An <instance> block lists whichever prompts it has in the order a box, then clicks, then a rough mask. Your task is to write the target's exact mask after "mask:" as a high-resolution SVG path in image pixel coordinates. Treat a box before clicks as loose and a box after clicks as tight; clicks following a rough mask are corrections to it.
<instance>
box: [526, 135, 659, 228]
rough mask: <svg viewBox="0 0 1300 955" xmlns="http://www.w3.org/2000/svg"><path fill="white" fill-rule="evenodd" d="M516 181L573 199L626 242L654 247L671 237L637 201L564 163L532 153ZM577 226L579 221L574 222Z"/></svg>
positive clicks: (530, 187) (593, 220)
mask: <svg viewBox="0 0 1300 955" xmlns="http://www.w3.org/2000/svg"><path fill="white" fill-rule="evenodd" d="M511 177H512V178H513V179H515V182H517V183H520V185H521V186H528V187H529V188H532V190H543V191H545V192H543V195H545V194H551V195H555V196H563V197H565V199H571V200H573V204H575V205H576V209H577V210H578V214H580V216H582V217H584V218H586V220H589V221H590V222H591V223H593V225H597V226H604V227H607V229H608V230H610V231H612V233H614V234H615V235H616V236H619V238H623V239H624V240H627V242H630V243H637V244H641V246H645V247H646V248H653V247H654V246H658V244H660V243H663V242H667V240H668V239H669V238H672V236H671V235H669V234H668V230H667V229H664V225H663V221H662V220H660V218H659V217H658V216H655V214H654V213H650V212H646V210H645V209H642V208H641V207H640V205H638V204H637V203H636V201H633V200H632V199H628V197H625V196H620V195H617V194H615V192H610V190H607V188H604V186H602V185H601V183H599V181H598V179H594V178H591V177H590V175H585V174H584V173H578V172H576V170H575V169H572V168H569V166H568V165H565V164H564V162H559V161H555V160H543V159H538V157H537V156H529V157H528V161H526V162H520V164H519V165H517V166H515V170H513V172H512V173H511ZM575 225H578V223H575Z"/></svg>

_PROBLEM TO WORK ON:_ Once you have located every line with the word "rough" in the material above, list those lines.

_RESULT OF THE TASK:_
An <instance> block lists whichever prompts it has in the order a box, then clicks, then a rough mask. Your task is to write the target's exact mask after "mask:" as a high-resolution SVG path in image pixel coordinates. Treat a box before clicks as loose and a box after clicks as tight; clicks following a rough mask are corrections to it.
rough mask: <svg viewBox="0 0 1300 955" xmlns="http://www.w3.org/2000/svg"><path fill="white" fill-rule="evenodd" d="M516 181L573 199L626 242L654 247L671 237L637 201L564 163L532 153ZM577 226L579 221L574 222Z"/></svg>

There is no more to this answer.